ACTION ITEM - The answer must be an exact copy of every record.

THE INPUT -

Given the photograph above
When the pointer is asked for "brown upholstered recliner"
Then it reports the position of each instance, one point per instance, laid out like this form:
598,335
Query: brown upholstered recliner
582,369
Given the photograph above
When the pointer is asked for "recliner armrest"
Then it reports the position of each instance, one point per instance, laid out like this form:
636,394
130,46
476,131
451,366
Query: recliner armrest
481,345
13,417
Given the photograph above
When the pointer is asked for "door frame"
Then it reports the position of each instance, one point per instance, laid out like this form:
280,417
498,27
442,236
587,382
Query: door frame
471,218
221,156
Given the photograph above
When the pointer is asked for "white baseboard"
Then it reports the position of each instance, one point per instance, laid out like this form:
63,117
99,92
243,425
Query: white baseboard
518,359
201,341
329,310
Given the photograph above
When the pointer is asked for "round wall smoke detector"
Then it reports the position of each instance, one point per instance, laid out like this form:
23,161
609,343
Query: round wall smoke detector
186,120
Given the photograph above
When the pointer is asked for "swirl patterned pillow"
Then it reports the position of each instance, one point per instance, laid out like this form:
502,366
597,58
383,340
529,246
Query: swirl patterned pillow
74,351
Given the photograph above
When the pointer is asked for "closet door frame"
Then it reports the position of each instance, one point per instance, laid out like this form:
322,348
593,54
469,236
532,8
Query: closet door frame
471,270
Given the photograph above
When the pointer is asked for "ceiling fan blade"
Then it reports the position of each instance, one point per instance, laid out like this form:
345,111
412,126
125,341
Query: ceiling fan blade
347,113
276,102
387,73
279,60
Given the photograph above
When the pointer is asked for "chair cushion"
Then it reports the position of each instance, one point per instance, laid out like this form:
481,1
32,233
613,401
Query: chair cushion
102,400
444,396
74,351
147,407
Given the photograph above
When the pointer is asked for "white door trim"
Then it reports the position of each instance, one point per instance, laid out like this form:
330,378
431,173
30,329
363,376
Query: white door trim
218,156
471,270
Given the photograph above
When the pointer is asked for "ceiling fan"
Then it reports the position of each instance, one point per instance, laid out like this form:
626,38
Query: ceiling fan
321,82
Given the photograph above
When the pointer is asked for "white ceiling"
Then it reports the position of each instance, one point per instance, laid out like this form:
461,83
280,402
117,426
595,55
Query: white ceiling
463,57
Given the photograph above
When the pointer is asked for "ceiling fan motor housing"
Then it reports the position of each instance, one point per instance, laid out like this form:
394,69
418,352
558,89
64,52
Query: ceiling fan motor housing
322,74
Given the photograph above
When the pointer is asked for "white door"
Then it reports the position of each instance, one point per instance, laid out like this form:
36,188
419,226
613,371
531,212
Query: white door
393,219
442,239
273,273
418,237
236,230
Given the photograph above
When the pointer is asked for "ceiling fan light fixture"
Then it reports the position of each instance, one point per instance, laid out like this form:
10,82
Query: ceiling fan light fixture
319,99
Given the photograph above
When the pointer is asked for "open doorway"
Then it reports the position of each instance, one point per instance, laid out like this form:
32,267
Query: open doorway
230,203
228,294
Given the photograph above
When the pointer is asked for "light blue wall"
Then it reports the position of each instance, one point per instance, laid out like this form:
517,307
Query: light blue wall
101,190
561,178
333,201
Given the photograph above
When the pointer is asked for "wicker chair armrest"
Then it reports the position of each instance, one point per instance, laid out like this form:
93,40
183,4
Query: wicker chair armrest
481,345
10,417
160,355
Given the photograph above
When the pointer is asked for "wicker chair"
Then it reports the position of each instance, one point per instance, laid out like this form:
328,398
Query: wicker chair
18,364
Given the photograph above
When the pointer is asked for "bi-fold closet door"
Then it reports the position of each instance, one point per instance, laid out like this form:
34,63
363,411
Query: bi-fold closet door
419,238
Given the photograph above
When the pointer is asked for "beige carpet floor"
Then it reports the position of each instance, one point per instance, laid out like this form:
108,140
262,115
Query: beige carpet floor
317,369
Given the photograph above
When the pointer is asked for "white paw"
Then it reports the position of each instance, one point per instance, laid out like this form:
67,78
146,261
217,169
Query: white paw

SOLUTION TO THE EXERCISE -
Given the photograph above
When the pointer is asked for "brown upholstered recliner"
Then it reports the position of each instance, one point per instance, laid out like this form:
598,335
Query: brown upholstered recliner
582,369
Given the photograph above
When the pointer is asked for "recliner armrest"
Then it reports the position of each instance, one point per instance, laid out like this form:
636,394
130,46
476,131
451,366
Query: recliner armrest
481,345
13,417
Given the photograph above
When the pointer is asked for "door frame"
Then it reports the position of each instance, one point per instance, laid out like this form:
280,417
498,27
442,236
587,382
Query: door frame
471,218
221,156
Given the photograph above
When the pointer is asked for "white baseboard"
Then it reports the position of each instance, one point per instance, laid out like this form:
63,117
99,92
243,425
Query: white baseboard
518,359
201,341
329,310
Given the photograph above
When the pointer is asked for "round wall smoke detector"
Then it reports the position of each instance, one point per instance, laid out like this form:
23,161
609,343
Query: round wall smoke detector
186,120
Given the photograph above
When the pointer is asked for "swirl patterned pillow"
Then it reports the position of each instance, one point per instance, laid out like this form:
502,366
597,58
383,340
529,246
Query: swirl patterned pillow
74,351
Given the photograph above
When the pointer is asked for "closet door frame"
Then it reports the position of each instance, one point per instance, laid out like this form:
322,348
593,54
469,236
532,8
Query: closet door frame
471,270
Given the photograph above
When the pointer is asked for "ceiling fan blade"
Then it reports the position of each instance, one point per instance, laid out like this form:
345,111
412,126
125,341
Query: ceiling fan blade
347,113
276,102
387,73
279,60
Given the photograph above
When the pointer is asked for "chair cushion"
Then it reports the position of each instance, one point per instance, laid out like this form:
481,1
32,233
613,401
Query: chair cushion
102,400
444,396
74,351
147,407
Given the photograph above
When the pointer is asked for "white door trim"
Then it reports the position of each instance, one point per instance, laid out like this form:
330,378
431,173
30,329
363,376
Query: white door trim
218,156
471,270
Given the photograph above
When the pointer is asked for "ceiling fan"
Then it reports the position of each instance, one point per instance, laid out like this form:
626,38
Query: ceiling fan
321,82
Given the photograph above
When the pointer is asked for "white ceiling"
Then it reports the position of each instance, one point per instance, laid out like this form:
461,83
280,402
117,426
595,55
Query: white ceiling
463,57
Given the photograph above
When the pointer is asked for "ceiling fan motor housing"
Then it reports the position of each instance, one point per instance, laid out like this form:
394,69
418,352
558,89
64,52
Query: ceiling fan motor housing
322,74
Given the photograph above
When the pointer is asked for "white door"
Then it reports the position of each instance, one point per instance, laid out like this form:
36,188
419,226
613,371
531,212
Query: white door
393,219
442,239
273,273
418,237
236,230
Given the photograph above
When the pointer is asked for "ceiling fan light fixture"
Then it reports the position of each instance, one point per instance, laid out like this form:
10,82
Query: ceiling fan light fixture
319,99
Given the photograph above
When the pointer is asked for "open doorway"
Then it reports the position of each instance, one point per instance, laid out like this form:
32,267
Query: open doorway
230,203
228,294
Given the photograph above
When the pointer is asked for "light blue wall"
Then it reports the position of each instance, one point per instance, laid out like this form:
517,307
Query: light blue wall
101,190
561,178
333,201
Given the photograph above
When the pointer is asked for "wicker chair armrest"
Then it reports the position of each instance, one point per instance, laid out like this form:
93,40
183,4
Query: wicker chair armrest
481,345
10,417
160,355
Given the photograph above
When the pointer is asked for "wicker chair"
Then it reports the position of each instance, one point per instance, laid out like this form:
328,398
Query: wicker chair
18,364
Given the photograph above
When the pointer is asked for "bi-fold closet door"
Then it reports the position of each instance, one point per instance, laid out like this form:
34,63
363,411
Query: bi-fold closet door
419,238
Given the photograph above
When the pointer is asked for "beige carpet floor"
Then it reports the position of each instance, one point per instance, laid out like this form:
108,140
262,115
Query: beige carpet floor
317,369
Given the photograph above
When the pointer is asked for "white paw"
Then it reports the position of each instance, one point per instance, laid out like this form:
67,78
146,261
217,169
Query: white paw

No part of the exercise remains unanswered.